━━━━━ Records

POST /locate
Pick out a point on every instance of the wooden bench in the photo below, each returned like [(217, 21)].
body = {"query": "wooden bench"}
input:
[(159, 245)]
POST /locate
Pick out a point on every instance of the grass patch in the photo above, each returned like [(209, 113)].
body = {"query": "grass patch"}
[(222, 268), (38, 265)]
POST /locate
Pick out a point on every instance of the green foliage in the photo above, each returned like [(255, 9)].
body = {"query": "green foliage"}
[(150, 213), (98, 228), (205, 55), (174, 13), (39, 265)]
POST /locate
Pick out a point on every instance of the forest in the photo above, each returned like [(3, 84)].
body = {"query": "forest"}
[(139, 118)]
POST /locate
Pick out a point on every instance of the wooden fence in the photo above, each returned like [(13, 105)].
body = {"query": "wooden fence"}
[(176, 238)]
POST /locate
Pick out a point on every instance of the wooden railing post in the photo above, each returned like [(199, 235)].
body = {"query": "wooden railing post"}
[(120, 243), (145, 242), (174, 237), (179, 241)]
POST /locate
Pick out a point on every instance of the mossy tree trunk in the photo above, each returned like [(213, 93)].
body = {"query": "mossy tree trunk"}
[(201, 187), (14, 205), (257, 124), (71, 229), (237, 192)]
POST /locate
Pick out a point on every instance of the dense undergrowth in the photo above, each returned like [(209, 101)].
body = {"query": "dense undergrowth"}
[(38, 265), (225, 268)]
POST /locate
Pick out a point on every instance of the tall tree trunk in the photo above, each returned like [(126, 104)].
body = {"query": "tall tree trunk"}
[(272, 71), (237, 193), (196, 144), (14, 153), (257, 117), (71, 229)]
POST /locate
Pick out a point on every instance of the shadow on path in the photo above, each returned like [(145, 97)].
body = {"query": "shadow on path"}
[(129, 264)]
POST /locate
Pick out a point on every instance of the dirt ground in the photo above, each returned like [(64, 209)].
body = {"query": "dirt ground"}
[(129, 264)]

━━━━━━━━━━

• _Work order_:
Examine the entries and say how many of their lines hold the word "bench". No other words should accompany the number.

• _Answer below_:
2